There are some strange values in the breed list.  Some of the entries in the breed column seem to have a dash included before the name.  This is an example of what real business data sets look like...they are messy!  We will use this as an opportunity to highlight why it is so important to be curious and explore MySQL functions on your own. 

If you needed an accurate list of all the dog breeds in the dogs table, you would have to find some way to "clean up" the breed list you just made.  Let's examine some of the functions that could help you achieve this cleaning using SQL syntax rather than another program or language outside of the database.

I included these links to MySQL functions in an earlier notebook:  
http://dev.mysql.com/doc/refman/5.7/en/func-op-summary-ref.html  
http://www.w3resource.com/mysql/mysql-functions-and-operators.php

In [20]:
%%sql
SELECT DISTINCT breed,
REPLACE(breed,'-','') AS breed_fixed # replace any dashes in the breed names with no character
FROM dogs
ORDER BY breed_fixed
LIMIT 5;

5 rows affected.


breed,breed_fixed
Affenpinscher,Affenpinscher
Affenpinscher-Afghan Hound Mix,AffenpinscherAfghan Hound Mix
Affenpinscher-Airedale Terrier Mix,AffenpinscherAiredale Terrier Mix
Affenpinscher-Alaskan Malamute Mix,AffenpinscherAlaskan Malamute Mix
Affenpinscher-American English Coonhound Mix,AffenpinscherAmerican English Coonhound Mix


That was helpful, but you'll still notice some issues with the output.

--- --- ---

Do statements 1, 2, and 3 agree with the passage on cleaning the dog breed list? For each, answer yes or no and quote the words of the passage that decide it.
1. Some values in the breed column have a dash before the name.
2. The passage recommends cleaning the breed list with a program outside the database.
3. Once the REPLACE query is run, the output has no remaining issues.

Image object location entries
--- --- ---

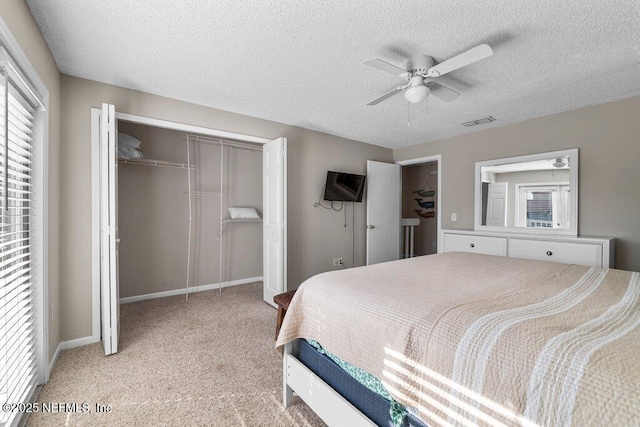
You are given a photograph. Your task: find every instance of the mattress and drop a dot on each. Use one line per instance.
(376, 407)
(472, 339)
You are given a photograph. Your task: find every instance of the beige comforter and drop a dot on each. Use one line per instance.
(474, 339)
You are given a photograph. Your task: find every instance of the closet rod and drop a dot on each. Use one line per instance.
(225, 143)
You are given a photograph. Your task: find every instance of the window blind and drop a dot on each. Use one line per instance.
(17, 306)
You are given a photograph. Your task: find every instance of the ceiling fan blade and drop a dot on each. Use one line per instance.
(469, 57)
(386, 95)
(442, 92)
(384, 66)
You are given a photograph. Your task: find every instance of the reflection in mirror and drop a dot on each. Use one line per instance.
(530, 193)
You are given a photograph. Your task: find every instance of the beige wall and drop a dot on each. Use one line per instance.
(17, 16)
(315, 236)
(413, 179)
(153, 215)
(608, 136)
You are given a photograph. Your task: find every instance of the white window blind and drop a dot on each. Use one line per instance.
(18, 371)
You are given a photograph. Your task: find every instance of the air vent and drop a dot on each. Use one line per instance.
(479, 121)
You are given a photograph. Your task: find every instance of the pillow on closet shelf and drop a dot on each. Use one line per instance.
(243, 213)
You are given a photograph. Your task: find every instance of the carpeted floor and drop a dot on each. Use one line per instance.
(206, 362)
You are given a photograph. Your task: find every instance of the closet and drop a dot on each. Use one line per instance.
(175, 233)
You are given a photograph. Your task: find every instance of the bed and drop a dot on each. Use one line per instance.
(467, 339)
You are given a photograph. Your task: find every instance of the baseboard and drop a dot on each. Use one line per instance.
(65, 345)
(191, 290)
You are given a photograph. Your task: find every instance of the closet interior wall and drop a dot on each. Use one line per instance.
(153, 214)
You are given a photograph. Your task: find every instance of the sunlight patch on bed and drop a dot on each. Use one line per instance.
(433, 381)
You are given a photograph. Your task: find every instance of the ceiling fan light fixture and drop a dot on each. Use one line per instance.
(559, 162)
(418, 92)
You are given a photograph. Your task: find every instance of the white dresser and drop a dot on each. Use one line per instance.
(591, 251)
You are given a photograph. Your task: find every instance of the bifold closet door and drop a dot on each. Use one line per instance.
(109, 241)
(274, 247)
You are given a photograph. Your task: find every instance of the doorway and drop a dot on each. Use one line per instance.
(385, 207)
(419, 189)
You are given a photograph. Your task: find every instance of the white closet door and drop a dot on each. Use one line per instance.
(383, 212)
(109, 229)
(274, 245)
(497, 205)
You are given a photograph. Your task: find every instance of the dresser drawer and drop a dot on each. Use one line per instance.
(476, 244)
(565, 252)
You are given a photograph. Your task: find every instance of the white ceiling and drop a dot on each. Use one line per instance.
(299, 62)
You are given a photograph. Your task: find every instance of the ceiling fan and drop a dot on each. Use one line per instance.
(421, 67)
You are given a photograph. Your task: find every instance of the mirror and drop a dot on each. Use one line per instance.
(537, 193)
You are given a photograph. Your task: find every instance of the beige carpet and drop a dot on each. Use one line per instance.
(208, 361)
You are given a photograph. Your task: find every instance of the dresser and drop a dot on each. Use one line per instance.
(590, 251)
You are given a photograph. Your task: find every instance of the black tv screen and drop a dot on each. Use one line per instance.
(344, 187)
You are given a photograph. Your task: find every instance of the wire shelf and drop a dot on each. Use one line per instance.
(156, 163)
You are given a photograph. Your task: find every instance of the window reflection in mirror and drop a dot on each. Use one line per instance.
(533, 194)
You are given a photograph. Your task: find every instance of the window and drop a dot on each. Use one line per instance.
(22, 228)
(543, 206)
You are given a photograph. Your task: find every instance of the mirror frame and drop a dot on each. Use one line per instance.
(573, 180)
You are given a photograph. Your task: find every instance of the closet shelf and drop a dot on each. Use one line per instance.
(157, 163)
(225, 220)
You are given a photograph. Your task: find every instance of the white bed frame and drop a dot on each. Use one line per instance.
(328, 404)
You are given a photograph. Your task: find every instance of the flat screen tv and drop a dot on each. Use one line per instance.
(344, 187)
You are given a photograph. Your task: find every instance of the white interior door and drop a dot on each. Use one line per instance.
(274, 245)
(383, 212)
(497, 204)
(109, 230)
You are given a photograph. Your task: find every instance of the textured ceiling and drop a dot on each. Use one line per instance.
(299, 62)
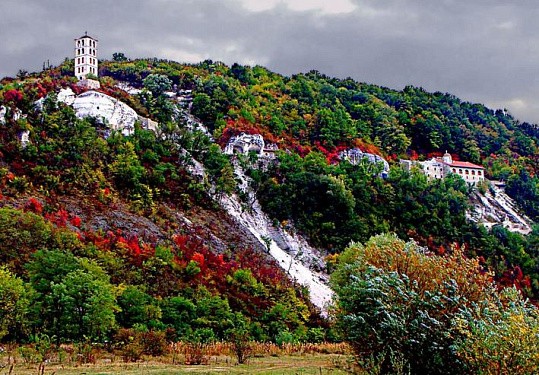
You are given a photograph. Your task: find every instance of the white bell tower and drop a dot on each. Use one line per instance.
(85, 56)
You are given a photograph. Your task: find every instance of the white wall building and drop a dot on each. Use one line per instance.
(442, 167)
(85, 56)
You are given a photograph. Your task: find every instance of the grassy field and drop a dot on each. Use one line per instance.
(318, 364)
(217, 358)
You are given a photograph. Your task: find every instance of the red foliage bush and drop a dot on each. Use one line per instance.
(33, 205)
(13, 96)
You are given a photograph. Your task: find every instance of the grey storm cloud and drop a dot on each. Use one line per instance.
(479, 50)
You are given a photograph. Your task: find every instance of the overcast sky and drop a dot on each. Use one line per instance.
(483, 51)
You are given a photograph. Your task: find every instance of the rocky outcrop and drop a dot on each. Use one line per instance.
(494, 207)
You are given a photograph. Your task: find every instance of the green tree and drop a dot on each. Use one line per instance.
(157, 84)
(14, 303)
(397, 303)
(119, 56)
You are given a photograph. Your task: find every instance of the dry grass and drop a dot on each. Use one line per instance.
(266, 359)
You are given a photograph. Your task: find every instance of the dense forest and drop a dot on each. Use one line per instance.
(91, 242)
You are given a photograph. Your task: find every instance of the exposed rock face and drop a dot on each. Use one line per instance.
(354, 156)
(244, 143)
(303, 263)
(118, 115)
(497, 208)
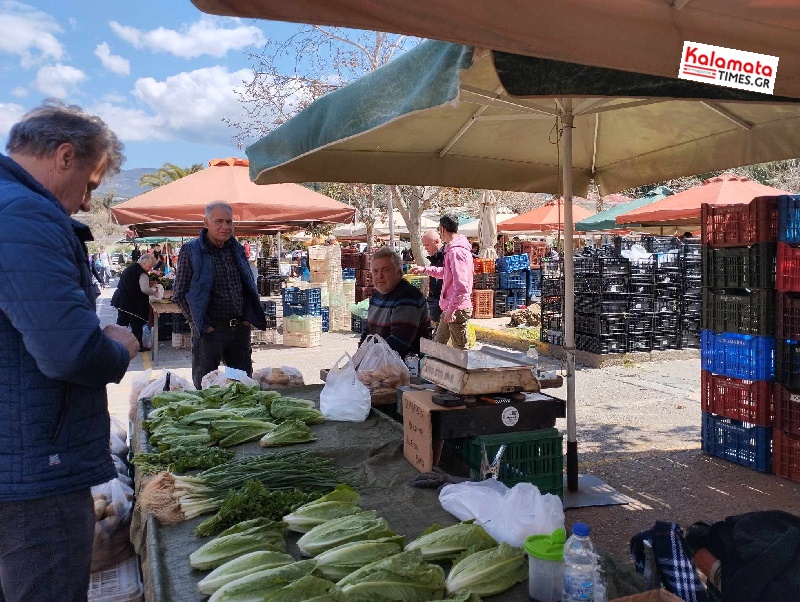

--- --- ---

▶ **Result of this exercise**:
1. Yes: "Some of the entries in the breed column seem to have a dash included before the name."
2. No: "using SQL syntax rather than another program or language outside of the database"
3. No: "you'll still notice some issues with the output"